##### 提示本文

ブクログ大賞が始まりました!
みなさんの投票で決まるブクログ大賞ですが、「ノミネートされている作品、読んだことないし投票しづらいなあ」と思われている方がいらっしゃるかもしれません。
前回、村上春樹さん『騎士団長殺し』に続き、今回は芥川賞受賞でおなじみの村田沙耶香さん『コンビニ人間』をご紹介します!ぜひ内容紹介とユーザーレビューなどを見て参考にしてください。
そもそも、ブクログ大賞のノミネート作品って、どうやって選んでいるの?
2016年5月1日から2017年4月30日の期間に発売された日本語刊行書籍の中から、ブクログでの登録数・評価数をもとに各部門のノミネート作品を選出しています。
ブクログ大賞小説部門ノミネート作品 村田沙耶香『コンビニ人間』
ブクログの登録者数:6376人 ★3.63
内容紹介
36歳未婚女性、古倉恵子。大学卒業後も就職せず、コンビニのバイトは18年目。彼氏なし。ある日、新入りの男性・白羽がやってきて、そんな生き方は恥ずかしいと突きつけるが――。「普通」とは何かを問う衝撃作。
\ おすすめのレビュー!/
たぶん私に合う本だな、と思い、読んでみたらその通りだった。

##########
##### 提供データ

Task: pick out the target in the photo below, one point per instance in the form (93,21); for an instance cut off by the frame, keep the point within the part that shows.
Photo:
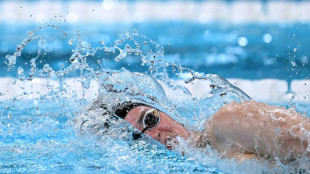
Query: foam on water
(42,133)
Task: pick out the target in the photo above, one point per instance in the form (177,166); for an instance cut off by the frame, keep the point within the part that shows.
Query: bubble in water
(243,41)
(11,59)
(70,42)
(267,38)
(46,68)
(20,70)
(42,43)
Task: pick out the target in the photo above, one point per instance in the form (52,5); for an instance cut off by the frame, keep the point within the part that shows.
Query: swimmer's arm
(251,127)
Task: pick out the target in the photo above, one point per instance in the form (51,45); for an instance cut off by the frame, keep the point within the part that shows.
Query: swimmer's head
(152,122)
(139,100)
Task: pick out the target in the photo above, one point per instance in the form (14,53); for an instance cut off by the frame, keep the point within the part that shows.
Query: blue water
(40,136)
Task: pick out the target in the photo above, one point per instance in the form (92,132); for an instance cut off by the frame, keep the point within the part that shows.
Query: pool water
(38,131)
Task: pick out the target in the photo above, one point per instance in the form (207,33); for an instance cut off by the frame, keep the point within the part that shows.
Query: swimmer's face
(156,124)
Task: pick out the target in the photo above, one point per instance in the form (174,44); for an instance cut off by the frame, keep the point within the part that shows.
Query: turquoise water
(38,131)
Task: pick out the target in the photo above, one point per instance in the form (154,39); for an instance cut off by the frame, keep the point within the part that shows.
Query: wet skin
(238,130)
(165,131)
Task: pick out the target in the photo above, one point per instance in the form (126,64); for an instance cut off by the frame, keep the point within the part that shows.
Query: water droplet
(70,41)
(42,43)
(243,41)
(20,70)
(267,38)
(11,59)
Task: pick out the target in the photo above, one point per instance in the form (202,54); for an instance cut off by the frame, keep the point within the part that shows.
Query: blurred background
(259,45)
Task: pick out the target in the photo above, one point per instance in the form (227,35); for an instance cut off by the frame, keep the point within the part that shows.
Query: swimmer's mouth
(170,143)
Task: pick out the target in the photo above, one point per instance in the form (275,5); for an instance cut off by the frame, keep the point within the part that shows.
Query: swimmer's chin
(171,142)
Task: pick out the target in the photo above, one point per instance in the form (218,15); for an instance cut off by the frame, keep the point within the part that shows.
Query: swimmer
(237,130)
(243,130)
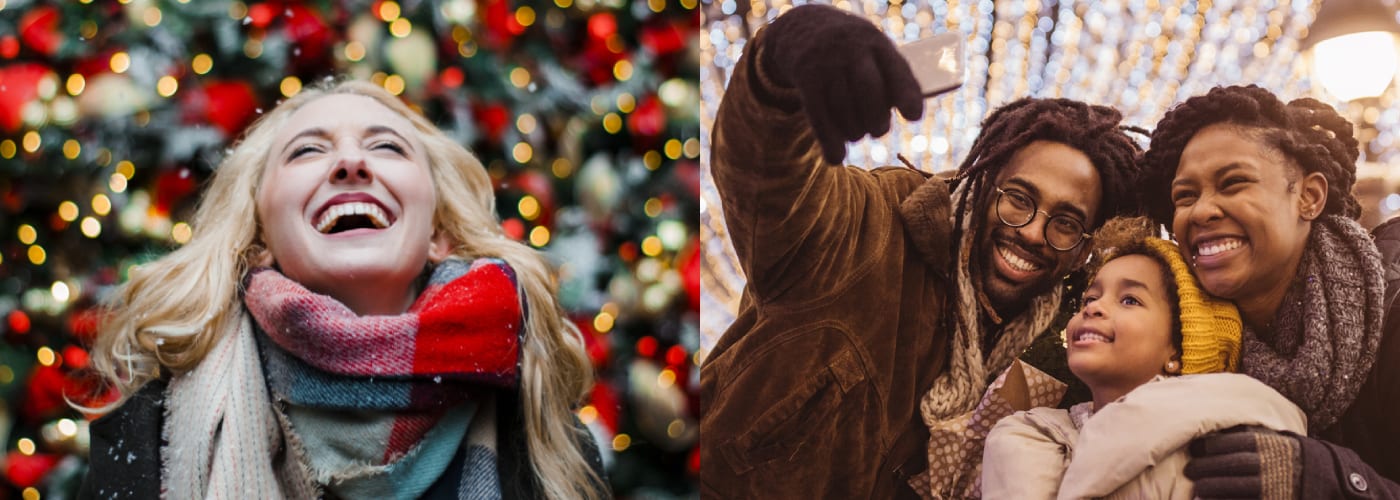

##########

依頼内容 1
ブクログ大賞の記事の中で「36歳未婚女性、古倉恵子。」で始まる段落を、主な事実を残したまま箇条書きに書き直してください。
依頼内容 2
ブクログ大賞の記事を、最後の文の後から引き継いで書き進めてください。
データはここでは使いません。

想定解答 1
- 主人公は36歳で未婚の女性、古倉恵子
- 大学卒業後も就職せず、コンビニのバイトは18年目
- 彼氏はいない
- ある日、新入りの男性・白羽がやってきて、そんな生き方は恥ずかしいと突きつける
- 「普通」とは何かを問う衝撃作

想定解答 2
気持ち悪い、というのがこの本への褒め言葉だと思う。なんの間違いもない家庭で普通に育ったはずなのに、なぜか社会に適合できない36歳女性。決して馬鹿ではなく、だからこそ面倒を避けて「普通」に生きるために無機質に周りの人を真似ている、という気持ち悪い人物描写がたまらない。そして彼女に唯一正しい日常をもたらすのが、コンビニという無機質でマニュアル通りの世界、という舞台設定もとても皮肉で気持ち悪くていい。思えば私自身もずーーーっと、自分が普通じゃないことを考えて生きてきた。この本の主人公と比べると、もうちょっとだけ自分のおかしさに理由付けができて、もうちょっとだけ見栄とプライドと自意識過剰があったからコンビニ人間にならなかっただけ。この本を読んで、自分も排除されないように色んな人を真似してきたこと、色んな人の切り貼りなキャラクターになってることを思い出して少し気持ち悪さを思い出した。まっとうな人間が私に会うと、こいつやべえなって感じると思うんだけど、それはこの切り貼り感にあるんだと思う。とりあえず面倒だから、人見知りのオタクなんですいません、って言って片付けるけどね。
でも、意外とみんなそうなのかもしれない。意外とみんな何かのマニュアルに従って、誰かの真似をして、コンビニのレーンのように社会で整然と生きているだけなのかもしれない。
みんなコンビニの商品と一緒。期限が過ぎたり、列を外れたり、カテゴリ分けができなくなったら排除されるだけ。そうならない人は全部わかっていて上手くやる頭の良い人か、あるいは逆に何も考えなくて済んでる能天気で幸せな人たちなんじゃないかなあと思う。
という気持ち悪い考えを呼び起こしてくれる面白い本でした。
次回は新海誠『小説 君の名は。』をご紹介します!お楽しみに!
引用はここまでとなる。